[Saved entries]
--- begin ---
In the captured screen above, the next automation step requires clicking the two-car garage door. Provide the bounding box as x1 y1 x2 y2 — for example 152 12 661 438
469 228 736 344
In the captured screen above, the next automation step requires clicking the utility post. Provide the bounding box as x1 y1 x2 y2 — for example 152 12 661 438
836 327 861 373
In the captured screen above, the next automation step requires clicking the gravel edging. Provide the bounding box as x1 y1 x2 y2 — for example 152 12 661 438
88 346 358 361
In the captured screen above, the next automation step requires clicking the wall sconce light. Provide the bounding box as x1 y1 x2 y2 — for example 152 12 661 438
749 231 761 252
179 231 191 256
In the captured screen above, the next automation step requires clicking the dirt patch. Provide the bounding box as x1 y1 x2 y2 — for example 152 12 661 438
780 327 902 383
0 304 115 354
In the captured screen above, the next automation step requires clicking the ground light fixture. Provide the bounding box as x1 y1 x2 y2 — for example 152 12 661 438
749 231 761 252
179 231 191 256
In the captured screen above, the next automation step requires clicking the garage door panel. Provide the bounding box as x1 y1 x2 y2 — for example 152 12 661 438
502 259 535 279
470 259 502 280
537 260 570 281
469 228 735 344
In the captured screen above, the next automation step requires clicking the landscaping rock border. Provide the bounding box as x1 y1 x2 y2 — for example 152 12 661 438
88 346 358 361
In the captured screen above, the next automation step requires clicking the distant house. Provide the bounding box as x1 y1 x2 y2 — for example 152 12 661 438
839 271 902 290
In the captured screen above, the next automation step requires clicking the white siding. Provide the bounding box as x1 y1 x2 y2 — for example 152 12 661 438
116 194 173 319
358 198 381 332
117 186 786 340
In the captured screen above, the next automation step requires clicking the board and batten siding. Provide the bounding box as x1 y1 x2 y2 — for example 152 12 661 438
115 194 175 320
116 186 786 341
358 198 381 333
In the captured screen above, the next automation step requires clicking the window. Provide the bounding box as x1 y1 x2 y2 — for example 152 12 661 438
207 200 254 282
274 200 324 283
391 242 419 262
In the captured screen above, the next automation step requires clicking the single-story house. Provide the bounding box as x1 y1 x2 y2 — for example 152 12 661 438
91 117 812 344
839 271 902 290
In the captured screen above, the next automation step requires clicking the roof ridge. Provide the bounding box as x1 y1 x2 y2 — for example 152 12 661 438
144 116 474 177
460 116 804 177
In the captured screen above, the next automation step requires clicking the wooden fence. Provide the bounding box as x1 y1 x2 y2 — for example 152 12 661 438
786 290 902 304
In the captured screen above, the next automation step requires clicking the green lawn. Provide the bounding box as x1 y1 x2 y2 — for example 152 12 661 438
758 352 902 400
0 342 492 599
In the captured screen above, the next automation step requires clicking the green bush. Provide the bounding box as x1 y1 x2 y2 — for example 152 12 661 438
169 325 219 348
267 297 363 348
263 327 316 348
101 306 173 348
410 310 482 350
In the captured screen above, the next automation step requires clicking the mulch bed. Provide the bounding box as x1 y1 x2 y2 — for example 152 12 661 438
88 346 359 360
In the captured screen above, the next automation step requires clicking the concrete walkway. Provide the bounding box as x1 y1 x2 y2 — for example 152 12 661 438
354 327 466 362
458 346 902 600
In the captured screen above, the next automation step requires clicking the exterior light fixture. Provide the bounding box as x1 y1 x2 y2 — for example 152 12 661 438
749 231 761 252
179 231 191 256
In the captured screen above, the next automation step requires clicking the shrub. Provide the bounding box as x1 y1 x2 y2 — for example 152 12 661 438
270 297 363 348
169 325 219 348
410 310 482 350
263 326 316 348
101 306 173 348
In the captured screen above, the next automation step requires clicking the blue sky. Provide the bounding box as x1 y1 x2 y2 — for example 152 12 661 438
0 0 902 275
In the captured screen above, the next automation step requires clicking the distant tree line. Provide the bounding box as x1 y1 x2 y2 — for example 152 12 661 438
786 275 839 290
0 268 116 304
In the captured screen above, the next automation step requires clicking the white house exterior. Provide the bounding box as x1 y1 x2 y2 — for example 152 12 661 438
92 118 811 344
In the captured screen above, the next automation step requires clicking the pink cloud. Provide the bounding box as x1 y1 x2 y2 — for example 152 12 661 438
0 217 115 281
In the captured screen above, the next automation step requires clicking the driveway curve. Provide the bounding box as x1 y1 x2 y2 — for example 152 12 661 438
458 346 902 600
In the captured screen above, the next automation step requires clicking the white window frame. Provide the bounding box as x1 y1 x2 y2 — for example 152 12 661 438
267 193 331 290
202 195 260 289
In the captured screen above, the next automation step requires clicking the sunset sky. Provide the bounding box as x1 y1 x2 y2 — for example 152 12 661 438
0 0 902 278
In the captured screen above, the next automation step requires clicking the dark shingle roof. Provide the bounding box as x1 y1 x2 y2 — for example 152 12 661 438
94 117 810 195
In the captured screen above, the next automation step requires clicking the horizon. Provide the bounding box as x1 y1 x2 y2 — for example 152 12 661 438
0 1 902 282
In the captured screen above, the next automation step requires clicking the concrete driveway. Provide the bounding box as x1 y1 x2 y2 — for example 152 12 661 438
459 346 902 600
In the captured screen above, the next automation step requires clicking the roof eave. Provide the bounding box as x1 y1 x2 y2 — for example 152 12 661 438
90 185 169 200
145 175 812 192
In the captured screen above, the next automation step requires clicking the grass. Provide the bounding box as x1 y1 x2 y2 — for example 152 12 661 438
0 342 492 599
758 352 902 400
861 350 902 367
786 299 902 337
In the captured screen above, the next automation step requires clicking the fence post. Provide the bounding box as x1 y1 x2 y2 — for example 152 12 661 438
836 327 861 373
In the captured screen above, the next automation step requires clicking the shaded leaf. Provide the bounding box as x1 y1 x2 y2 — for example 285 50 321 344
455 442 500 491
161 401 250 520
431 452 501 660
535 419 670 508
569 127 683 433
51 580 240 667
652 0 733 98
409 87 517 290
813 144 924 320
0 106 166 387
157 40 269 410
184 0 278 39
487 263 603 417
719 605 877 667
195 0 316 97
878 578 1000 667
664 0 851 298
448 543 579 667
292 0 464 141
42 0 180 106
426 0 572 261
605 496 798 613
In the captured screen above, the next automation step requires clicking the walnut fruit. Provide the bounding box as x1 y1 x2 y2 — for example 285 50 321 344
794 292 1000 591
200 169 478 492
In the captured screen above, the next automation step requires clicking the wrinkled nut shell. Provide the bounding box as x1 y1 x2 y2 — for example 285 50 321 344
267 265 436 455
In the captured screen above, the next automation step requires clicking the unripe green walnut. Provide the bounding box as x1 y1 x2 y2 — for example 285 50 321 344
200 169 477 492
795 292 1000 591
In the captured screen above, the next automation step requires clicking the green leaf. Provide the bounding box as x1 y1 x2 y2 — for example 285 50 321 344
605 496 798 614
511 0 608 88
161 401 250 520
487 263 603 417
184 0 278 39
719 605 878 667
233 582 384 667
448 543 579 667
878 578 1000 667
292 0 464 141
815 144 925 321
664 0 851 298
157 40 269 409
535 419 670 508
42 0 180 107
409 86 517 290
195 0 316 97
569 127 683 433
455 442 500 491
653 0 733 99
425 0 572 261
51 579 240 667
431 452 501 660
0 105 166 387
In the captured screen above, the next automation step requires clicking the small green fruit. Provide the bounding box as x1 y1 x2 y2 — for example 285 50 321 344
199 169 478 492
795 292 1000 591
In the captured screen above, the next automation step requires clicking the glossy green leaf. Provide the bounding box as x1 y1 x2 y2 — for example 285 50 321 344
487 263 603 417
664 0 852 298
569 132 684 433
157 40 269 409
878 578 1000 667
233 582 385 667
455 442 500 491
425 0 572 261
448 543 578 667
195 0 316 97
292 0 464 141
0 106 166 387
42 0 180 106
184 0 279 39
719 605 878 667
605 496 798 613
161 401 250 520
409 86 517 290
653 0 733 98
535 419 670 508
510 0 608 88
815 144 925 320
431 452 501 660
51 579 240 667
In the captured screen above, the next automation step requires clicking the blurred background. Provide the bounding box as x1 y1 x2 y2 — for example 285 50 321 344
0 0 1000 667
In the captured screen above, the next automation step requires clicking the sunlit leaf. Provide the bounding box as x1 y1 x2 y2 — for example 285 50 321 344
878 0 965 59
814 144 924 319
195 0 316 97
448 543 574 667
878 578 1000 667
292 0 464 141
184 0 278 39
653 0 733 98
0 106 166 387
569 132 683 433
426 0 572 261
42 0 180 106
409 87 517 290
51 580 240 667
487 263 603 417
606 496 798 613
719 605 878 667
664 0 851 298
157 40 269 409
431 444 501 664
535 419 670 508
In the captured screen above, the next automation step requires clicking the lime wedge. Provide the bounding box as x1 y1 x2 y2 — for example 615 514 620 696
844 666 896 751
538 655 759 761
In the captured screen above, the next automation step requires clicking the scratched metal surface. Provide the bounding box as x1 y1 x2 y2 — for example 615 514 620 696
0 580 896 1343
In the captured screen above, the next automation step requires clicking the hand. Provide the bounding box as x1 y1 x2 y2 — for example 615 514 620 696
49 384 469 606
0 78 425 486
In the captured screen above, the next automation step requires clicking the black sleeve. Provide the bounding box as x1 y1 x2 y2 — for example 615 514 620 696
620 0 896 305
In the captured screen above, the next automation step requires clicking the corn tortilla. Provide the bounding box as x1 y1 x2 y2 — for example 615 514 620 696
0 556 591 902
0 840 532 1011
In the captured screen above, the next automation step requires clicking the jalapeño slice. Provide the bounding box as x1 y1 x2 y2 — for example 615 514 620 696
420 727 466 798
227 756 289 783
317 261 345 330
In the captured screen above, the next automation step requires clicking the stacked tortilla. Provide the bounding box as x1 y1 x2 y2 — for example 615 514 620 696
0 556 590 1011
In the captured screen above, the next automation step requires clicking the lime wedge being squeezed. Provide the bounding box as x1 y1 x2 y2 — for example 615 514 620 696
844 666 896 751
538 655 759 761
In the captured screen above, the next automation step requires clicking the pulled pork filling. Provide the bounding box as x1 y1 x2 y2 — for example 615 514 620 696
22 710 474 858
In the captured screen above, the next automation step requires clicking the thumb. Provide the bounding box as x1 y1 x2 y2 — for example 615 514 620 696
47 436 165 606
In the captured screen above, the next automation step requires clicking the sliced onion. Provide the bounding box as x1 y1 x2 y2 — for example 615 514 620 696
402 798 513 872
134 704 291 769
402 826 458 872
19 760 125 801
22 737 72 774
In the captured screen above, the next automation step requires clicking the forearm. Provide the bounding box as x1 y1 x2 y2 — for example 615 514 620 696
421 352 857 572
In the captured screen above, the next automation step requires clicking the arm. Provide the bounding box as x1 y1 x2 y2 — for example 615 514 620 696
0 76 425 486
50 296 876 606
--- end ---
| Objective |
Recast the part of the entries above that opens with the line containing "the distant tree" and closes with the line containing "202 195 260 289" as a numbered list, leaving out any blank lines.

| Answer to the task |
1. In the captured screen above, the next automation step requires clicking the distant tree line. Provide the bounding box as x1 y1 x2 y2 — for example 152 12 661 438
2. 786 275 839 290
3. 0 268 116 304
4. In the captured screen above, the next automation step requires clicking the white house exterior. Provide the bounding box as x1 y1 x2 y2 — for example 152 12 661 438
5. 92 118 811 344
6. In the captured screen above, the next automation step requires clicking the pink cloud. Provide the bounding box as x1 y1 x2 y2 — for example 152 12 661 438
7. 0 217 115 281
8. In the captured screen above, the next automation step requires clicking the driveway curve. Provide the bounding box as x1 y1 x2 y2 — for example 152 12 661 438
9. 458 346 902 600
10. In the captured screen above, the next automation step requires clicking the white window frame. Provide the bounding box as x1 y1 x2 y2 — for example 152 12 661 438
11. 267 193 331 290
12. 202 195 260 289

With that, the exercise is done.